— begin Document extract —

Slightly fuzzy picture of my WIP BSB and Mounted Mage, not too clear but gives you an idea of the direction im taking them in. 
Love to hea your thoughts on all soon!


----------



## Charandris (Nov 27, 2012)

*Free Hand DP banner, New Design!*

Didnt like the green Wyrm banner design i had on the DPs, so iv gone for this instead. One the reverse of the flag ill be painting the winged gem.


----------



## Charandris (Nov 27, 2012)

*What do you want to see?*

In an effort to generate a little more interest here, what would you like to see me paint next? Im extremely bored of painting up ranked units and fancy a change. 

A- Dragon
B- IoB Griffon (Bald Eagle)
C- IoB Mage
D- IoB Reavers

Also, any suggestions for a design for the dragon prnces banner would be very much appreciated! I a not at all happy with the ones iv done so far, i want to keep the orange border and black background and use a white emblem. 

Comment what you'd like to see! Would love to hear your thoughts


----------



## Hellados (Sep 16, 2009)

dragon! 

sorry I haven't replied, I absolutely love them, till you've tried painting them you don't know how hard it is to get them looking this good


----------



## Charandris (Nov 27, 2012)

Haha no need for apologies!!  Thankyou, yeah its taken a lot of repainting till iv been happy with these guys!! Think ill get started on the Dragon then. Looks like hes gunna be blue then...


----------



## Charandris (Nov 27, 2012)

*You asked for it, DRAGON! and tiger griffon...*

Decided to get cracking on some beasties, have gone with blue for the dagon (whch was infact the colour i liked the idea of the least :L not sure how to do this) and my second 'eagle'. Very early WIPs still, but its a taster of whats to come. 
Also, please dont be alarmed by the shiny sheeniness of the dragon atm, its just wet paint. Its not going to be glossy!


----------



## artofresin (Jan 15, 2013)

The freehand on that banner is nice.


----------



## Turnip86 (Oct 7, 2011)

I like the tiger stripes theeeeeeeeeey're great! (sorry, couldn't help myself  )

Overall liking the look of the army too and looking forward to seeing more done.


----------



## Charandris (Nov 27, 2012)

Artofresin, Thankyou very much! I think i might keep the banner design, cant think of anything else and it took a while.

Turnip, hahaa oh god... :L Ok he's now always going to be Tony from now on. Glad you like him! Should have given him a greenstuffed neckachief! 

Thanks for your comments again


----------



## Charandris (Nov 27, 2012)

*Dragon + Tony WIP's*

Just further stages of the big blue dragon and Tony.


----------



## Grins1878 (May 10, 2010)

I have a High Elf Army myself that I've only painted ten men of, and it pains me to think they won't look this good! 

Really like the colours and style of your painting mate! 

+repatitis


----------



## Charandris (Nov 27, 2012)

— end Document extract —

• **Directive 1**
From the records, pull every line that contains the string "shirt" and copy each one out in full.

— begin Input records —

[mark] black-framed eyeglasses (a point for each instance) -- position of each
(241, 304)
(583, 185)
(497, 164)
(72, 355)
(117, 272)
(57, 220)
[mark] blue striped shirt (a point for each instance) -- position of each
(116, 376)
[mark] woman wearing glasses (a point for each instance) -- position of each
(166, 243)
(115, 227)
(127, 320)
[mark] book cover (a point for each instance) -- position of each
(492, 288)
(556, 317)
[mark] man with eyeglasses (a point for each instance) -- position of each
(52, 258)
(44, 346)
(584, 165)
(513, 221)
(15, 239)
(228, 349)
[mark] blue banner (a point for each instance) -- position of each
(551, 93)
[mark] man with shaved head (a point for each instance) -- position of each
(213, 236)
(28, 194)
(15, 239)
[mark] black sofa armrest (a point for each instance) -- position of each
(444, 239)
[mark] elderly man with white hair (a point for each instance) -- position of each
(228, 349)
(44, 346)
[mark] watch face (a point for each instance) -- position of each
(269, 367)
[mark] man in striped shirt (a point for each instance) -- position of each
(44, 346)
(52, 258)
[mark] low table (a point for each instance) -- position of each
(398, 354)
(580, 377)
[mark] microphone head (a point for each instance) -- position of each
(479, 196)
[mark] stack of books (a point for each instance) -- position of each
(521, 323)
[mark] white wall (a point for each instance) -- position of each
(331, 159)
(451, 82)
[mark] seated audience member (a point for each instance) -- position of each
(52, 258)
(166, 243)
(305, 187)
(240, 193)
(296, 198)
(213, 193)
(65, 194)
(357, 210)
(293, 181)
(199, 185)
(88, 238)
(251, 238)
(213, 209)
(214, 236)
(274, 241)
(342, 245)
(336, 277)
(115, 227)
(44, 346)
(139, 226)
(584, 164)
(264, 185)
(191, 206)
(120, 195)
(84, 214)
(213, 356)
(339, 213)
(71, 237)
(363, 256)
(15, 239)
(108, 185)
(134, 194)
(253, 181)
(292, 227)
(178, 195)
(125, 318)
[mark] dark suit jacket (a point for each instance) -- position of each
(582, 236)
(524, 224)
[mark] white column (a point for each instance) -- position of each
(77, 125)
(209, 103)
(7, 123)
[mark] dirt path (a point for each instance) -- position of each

— end Input records —

• **Directive 2**
In the painting thread, condense the paragraph beginning "Also, any suggestions for a design" into a short bulleted list that keeps its main facts.

• **Final answer 1**
[mark] blue striped shirt (a point for each instance) -- position of each
[mark] man in striped shirt (a point for each instance) -- position of each

• **Final answer 2**
- Suggestions are wanted for a Dragon Princes banner design.
- The poster is not happy with the designs done so far.
- The new design should keep the orange border and black background.
- It should use a white emblem.